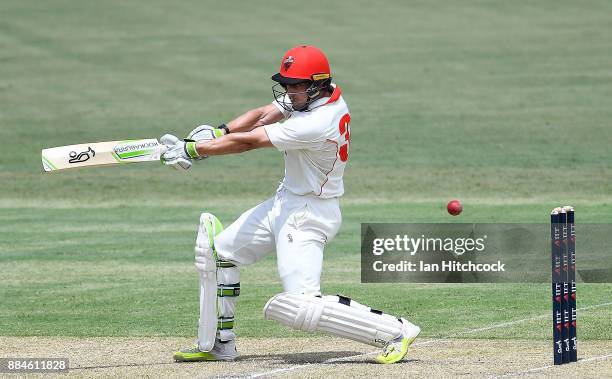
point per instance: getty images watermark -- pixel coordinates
(456, 253)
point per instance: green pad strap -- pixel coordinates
(191, 149)
(228, 290)
(225, 323)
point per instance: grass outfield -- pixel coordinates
(504, 105)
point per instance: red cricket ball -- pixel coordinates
(454, 207)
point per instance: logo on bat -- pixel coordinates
(82, 156)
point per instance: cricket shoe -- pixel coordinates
(222, 351)
(396, 349)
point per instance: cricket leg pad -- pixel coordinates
(337, 315)
(206, 264)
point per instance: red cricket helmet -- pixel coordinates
(303, 63)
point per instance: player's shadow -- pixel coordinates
(318, 357)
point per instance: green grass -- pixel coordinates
(504, 105)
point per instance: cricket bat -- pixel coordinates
(101, 154)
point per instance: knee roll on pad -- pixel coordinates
(205, 255)
(337, 315)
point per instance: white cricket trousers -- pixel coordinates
(297, 226)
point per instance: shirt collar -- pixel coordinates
(327, 100)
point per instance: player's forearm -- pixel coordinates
(232, 144)
(248, 121)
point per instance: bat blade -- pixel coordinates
(101, 154)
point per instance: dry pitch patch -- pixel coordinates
(316, 357)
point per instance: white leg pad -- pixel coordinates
(228, 282)
(205, 262)
(337, 315)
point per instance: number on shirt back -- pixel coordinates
(345, 131)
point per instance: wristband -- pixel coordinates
(223, 127)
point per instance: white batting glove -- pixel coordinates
(205, 132)
(179, 154)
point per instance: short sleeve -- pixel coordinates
(295, 134)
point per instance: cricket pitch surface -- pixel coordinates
(316, 357)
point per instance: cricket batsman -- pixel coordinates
(308, 121)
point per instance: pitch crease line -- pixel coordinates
(469, 331)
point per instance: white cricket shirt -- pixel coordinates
(315, 144)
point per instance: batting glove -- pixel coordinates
(180, 154)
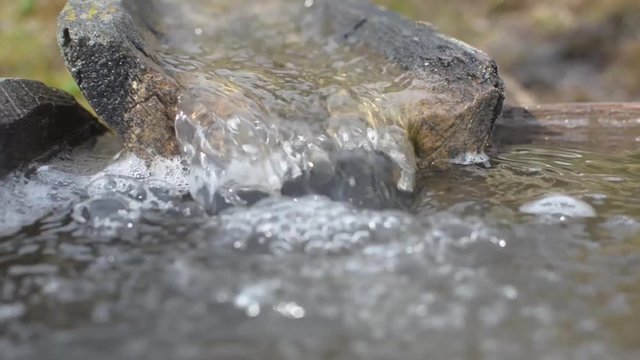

WORK REQUIRED:
Write the lines out exactly, beginning at the line that holds "point per instance: red cricket helmet" and stopping after the last line of the entries; include no pictures.

REPLY:
point per instance: red cricket helmet -- pixel coordinates
(303, 63)
point per instance: player's shadow -- pixel coordinates
(318, 357)
point per instance: green grass -- pixel coordinates
(504, 105)
point per instance: cricket bat -- pixel coordinates
(101, 154)
point per instance: knee roll on pad -- pixel coordinates
(205, 255)
(337, 315)
point per instance: white cricket trousers -- pixel coordinates
(297, 226)
point per instance: shirt collar -- pixel coordinates
(327, 100)
point per instance: player's forearm -- pixel coordinates
(232, 144)
(248, 121)
point per instance: bat blade -- pixel coordinates
(101, 154)
point per instance: dry pitch patch -- pixel coordinates
(316, 357)
point per instance: white leg pad -- pixel coordinates
(228, 282)
(205, 262)
(337, 315)
point per instance: number on shirt back -- pixel coordinates
(345, 131)
point per instance: wristband -- pixel coordinates
(223, 127)
point per instance: white batting glove -- pixel coordinates
(205, 132)
(179, 154)
point per instance: short sleeve -- pixel coordinates
(295, 134)
point per instance: cricket pitch surface -- pixel coordinates
(316, 357)
point per instance: cricket batsman -- pixel coordinates
(308, 121)
point per instance: pitch crease line -- pixel coordinates
(469, 331)
point per instance: white cricket shirt -- pixel coordinates
(315, 144)
point per instance: batting glove -- pixel coordinates
(180, 154)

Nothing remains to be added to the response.